# [TASK BRIEF]
Which of the lines below contain the word "truck"? Pick out each one and copy it in full.
::::::::::
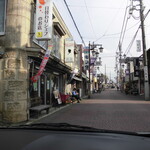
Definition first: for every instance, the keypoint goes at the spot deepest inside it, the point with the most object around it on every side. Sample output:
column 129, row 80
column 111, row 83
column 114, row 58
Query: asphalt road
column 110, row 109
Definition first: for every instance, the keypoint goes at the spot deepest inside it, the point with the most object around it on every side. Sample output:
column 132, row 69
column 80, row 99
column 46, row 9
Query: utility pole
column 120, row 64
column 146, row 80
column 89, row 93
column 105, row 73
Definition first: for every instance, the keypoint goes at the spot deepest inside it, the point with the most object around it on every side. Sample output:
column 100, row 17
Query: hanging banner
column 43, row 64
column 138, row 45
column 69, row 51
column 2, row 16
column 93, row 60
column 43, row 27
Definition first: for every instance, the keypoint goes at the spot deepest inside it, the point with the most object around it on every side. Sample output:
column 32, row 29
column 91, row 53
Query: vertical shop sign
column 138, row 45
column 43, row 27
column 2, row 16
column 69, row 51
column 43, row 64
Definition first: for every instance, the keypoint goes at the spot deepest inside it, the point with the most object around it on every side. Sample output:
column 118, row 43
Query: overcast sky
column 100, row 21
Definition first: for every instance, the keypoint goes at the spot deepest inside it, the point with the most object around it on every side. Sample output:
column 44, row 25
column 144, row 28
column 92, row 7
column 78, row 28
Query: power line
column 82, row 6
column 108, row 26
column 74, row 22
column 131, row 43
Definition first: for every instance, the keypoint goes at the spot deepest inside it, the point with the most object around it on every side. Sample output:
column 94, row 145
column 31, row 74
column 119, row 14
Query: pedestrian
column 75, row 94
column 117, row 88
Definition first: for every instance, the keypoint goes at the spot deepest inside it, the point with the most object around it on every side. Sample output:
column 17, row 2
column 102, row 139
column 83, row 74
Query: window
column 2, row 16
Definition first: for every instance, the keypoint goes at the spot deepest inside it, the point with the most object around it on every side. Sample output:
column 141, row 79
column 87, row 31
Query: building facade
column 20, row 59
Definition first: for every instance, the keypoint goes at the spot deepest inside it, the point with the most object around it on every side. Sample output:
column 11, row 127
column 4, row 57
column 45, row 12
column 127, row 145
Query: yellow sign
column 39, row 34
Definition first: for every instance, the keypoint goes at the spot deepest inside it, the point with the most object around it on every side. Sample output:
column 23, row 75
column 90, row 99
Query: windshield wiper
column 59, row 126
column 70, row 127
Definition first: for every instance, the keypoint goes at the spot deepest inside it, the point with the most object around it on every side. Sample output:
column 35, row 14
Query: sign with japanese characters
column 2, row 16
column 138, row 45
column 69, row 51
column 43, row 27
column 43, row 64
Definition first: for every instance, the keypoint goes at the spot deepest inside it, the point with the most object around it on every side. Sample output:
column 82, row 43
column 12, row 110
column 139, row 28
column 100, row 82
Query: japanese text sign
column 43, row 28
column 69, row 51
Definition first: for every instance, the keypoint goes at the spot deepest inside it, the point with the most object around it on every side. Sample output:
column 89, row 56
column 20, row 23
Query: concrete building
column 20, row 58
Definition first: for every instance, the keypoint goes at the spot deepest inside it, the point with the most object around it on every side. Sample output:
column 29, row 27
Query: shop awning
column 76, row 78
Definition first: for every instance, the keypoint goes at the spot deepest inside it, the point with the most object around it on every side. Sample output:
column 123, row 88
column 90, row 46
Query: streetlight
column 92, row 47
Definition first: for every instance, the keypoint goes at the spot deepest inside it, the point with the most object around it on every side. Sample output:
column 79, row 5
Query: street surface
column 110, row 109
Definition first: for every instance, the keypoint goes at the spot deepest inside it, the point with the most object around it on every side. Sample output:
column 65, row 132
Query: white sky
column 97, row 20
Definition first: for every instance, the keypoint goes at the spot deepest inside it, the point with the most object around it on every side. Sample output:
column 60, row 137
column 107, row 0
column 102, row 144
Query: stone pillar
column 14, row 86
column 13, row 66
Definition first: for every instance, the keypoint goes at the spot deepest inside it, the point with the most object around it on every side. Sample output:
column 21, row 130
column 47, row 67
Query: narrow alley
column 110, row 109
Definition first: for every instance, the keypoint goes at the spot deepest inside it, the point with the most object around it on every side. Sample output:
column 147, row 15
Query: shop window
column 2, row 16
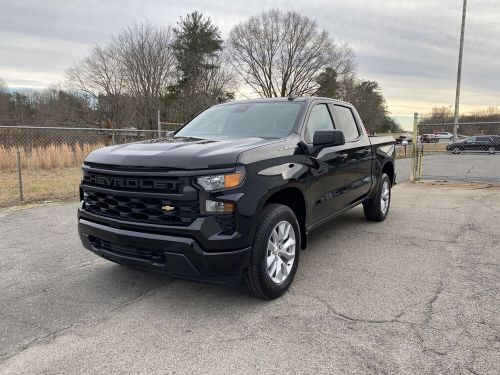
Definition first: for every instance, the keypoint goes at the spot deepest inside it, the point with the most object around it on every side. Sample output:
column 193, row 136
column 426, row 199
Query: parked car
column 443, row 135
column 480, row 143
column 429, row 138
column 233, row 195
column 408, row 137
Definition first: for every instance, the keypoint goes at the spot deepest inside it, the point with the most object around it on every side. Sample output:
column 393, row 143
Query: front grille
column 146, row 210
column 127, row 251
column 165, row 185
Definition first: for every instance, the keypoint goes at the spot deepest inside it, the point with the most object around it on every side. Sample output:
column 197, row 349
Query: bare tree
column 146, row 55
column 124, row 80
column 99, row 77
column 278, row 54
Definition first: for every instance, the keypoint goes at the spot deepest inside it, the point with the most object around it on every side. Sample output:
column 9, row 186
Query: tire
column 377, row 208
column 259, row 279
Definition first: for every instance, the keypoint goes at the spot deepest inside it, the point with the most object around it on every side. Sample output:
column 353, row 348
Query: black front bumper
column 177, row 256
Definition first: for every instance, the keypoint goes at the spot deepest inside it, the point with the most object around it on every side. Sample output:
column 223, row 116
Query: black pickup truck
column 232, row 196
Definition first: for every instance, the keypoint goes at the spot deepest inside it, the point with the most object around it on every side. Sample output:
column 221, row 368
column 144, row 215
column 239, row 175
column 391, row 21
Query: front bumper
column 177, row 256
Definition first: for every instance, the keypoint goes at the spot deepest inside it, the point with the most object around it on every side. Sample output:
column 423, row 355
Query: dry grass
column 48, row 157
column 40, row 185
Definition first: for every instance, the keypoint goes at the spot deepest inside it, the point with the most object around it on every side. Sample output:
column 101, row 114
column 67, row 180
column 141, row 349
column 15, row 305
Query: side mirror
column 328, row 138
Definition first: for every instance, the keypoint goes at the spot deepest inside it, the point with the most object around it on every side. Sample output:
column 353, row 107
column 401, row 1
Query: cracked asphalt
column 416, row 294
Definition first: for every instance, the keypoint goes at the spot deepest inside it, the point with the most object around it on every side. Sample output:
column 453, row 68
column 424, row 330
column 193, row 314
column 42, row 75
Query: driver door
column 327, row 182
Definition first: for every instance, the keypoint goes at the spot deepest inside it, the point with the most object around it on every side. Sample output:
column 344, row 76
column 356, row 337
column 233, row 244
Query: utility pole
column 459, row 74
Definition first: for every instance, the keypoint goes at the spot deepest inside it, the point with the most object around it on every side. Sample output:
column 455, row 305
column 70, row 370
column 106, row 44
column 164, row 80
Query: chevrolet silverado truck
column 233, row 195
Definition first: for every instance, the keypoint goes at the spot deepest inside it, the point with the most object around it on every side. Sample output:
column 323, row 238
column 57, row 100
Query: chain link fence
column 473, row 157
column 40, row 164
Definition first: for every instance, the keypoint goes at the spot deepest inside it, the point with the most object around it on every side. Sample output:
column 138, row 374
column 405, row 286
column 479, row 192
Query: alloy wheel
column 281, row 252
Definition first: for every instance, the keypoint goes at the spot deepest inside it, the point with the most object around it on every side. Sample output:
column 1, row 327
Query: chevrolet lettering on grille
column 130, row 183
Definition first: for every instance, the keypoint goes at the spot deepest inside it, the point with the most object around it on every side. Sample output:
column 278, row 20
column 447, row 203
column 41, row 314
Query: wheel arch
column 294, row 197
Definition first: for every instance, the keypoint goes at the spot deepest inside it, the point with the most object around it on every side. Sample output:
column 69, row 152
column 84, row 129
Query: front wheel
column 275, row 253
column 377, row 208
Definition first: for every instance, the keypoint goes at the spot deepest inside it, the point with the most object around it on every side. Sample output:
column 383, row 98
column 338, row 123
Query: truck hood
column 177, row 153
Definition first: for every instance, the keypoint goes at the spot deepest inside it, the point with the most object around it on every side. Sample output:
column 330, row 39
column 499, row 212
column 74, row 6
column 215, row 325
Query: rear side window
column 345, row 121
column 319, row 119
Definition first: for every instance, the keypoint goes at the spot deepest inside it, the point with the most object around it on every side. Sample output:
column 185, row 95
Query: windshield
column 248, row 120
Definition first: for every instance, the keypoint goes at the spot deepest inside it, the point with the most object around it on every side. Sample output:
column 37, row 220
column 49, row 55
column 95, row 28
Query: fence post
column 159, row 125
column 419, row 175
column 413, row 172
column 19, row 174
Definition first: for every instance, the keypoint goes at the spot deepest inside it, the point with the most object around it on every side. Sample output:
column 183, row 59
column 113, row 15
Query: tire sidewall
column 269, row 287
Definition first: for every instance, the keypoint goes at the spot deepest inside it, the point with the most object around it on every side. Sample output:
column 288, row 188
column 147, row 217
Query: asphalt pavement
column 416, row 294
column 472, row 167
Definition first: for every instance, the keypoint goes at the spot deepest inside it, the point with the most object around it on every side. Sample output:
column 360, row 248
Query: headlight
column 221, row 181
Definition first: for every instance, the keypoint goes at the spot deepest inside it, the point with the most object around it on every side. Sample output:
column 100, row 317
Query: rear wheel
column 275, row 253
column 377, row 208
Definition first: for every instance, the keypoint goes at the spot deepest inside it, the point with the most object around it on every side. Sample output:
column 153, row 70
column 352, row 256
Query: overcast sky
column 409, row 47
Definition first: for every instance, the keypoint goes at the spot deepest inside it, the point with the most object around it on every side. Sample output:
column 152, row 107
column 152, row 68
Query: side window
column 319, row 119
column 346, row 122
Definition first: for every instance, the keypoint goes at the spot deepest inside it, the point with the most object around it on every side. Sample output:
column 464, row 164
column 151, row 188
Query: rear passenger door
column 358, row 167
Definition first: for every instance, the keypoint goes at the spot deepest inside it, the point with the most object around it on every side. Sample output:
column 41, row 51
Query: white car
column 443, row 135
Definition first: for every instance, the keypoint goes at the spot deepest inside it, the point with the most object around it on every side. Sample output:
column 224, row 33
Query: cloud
::::::::::
# [RESPONSE BELOW]
Query: black pickup truck
Query: chevrolet silverado truck
Query: truck hood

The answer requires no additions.